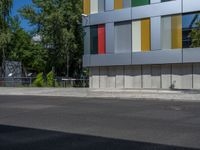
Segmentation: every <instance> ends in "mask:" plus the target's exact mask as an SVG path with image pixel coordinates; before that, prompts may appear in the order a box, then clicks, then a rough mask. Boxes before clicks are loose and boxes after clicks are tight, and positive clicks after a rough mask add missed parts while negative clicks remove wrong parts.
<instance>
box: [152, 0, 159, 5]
mask: <svg viewBox="0 0 200 150" xmlns="http://www.w3.org/2000/svg"><path fill="white" fill-rule="evenodd" d="M160 2H161V0H151V4H154V3H160Z"/></svg>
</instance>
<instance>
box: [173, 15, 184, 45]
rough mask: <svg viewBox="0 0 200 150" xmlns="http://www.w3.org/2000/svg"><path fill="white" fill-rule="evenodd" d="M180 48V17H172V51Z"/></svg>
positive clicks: (180, 41)
mask: <svg viewBox="0 0 200 150" xmlns="http://www.w3.org/2000/svg"><path fill="white" fill-rule="evenodd" d="M176 48H182V16H181V15H176V16H172V49H176Z"/></svg>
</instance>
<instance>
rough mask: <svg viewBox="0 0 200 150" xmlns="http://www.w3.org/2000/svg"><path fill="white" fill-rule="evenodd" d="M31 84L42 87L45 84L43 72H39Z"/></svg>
mask: <svg viewBox="0 0 200 150" xmlns="http://www.w3.org/2000/svg"><path fill="white" fill-rule="evenodd" d="M33 85H34V86H36V87H43V86H45V81H44V79H43V73H39V74H38V75H37V77H36V79H35V81H34V82H33Z"/></svg>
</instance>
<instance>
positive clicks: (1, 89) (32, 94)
mask: <svg viewBox="0 0 200 150" xmlns="http://www.w3.org/2000/svg"><path fill="white" fill-rule="evenodd" d="M0 95H32V96H63V97H89V98H93V97H95V98H120V99H146V100H148V99H151V100H152V99H153V100H175V101H199V102H200V91H198V90H173V91H172V90H141V89H88V88H0Z"/></svg>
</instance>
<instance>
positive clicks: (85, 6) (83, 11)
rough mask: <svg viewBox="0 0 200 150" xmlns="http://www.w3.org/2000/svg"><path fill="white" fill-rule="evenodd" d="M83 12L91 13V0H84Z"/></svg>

= = =

» Goal of the exercise
Give every entry again as it is, dropping its pictures.

» Solution to this exercise
Segmentation: every <instance> ends in "mask:" plus the target's exact mask as an SVG path with image pixel coordinates; before that, prompts may appear in the order a box, then clicks, then a rough mask. Boxes before clicks are loose and boxes after clicks are tight, and positive clicks after a rough mask add missed parts while negative clicks remove wrong parts.
<instance>
box: [152, 0, 159, 5]
mask: <svg viewBox="0 0 200 150" xmlns="http://www.w3.org/2000/svg"><path fill="white" fill-rule="evenodd" d="M160 2H161V0H151V4H154V3H160Z"/></svg>
</instance>
<instance>
box: [173, 15, 184, 45]
rough mask: <svg viewBox="0 0 200 150" xmlns="http://www.w3.org/2000/svg"><path fill="white" fill-rule="evenodd" d="M180 48V17H172V51Z"/></svg>
positive clicks: (180, 41)
mask: <svg viewBox="0 0 200 150" xmlns="http://www.w3.org/2000/svg"><path fill="white" fill-rule="evenodd" d="M176 48H182V16H181V15H176V16H172V49H176Z"/></svg>
</instance>
<instance>
rough mask: <svg viewBox="0 0 200 150" xmlns="http://www.w3.org/2000/svg"><path fill="white" fill-rule="evenodd" d="M31 84L42 87L45 84L43 72H39Z"/></svg>
mask: <svg viewBox="0 0 200 150" xmlns="http://www.w3.org/2000/svg"><path fill="white" fill-rule="evenodd" d="M33 85H34V86H36V87H43V86H45V81H44V79H43V73H39V74H38V75H37V77H36V79H35V81H34V82H33Z"/></svg>
</instance>
<instance>
positive clicks: (1, 89) (32, 94)
mask: <svg viewBox="0 0 200 150" xmlns="http://www.w3.org/2000/svg"><path fill="white" fill-rule="evenodd" d="M0 95H32V96H63V97H89V98H93V97H95V98H120V99H146V100H148V99H151V100H152V99H153V100H175V101H199V102H200V91H198V90H173V91H172V90H141V89H88V88H0Z"/></svg>
</instance>
<instance>
positive clicks: (85, 6) (83, 11)
rough mask: <svg viewBox="0 0 200 150" xmlns="http://www.w3.org/2000/svg"><path fill="white" fill-rule="evenodd" d="M83 12L91 13V0H84Z"/></svg>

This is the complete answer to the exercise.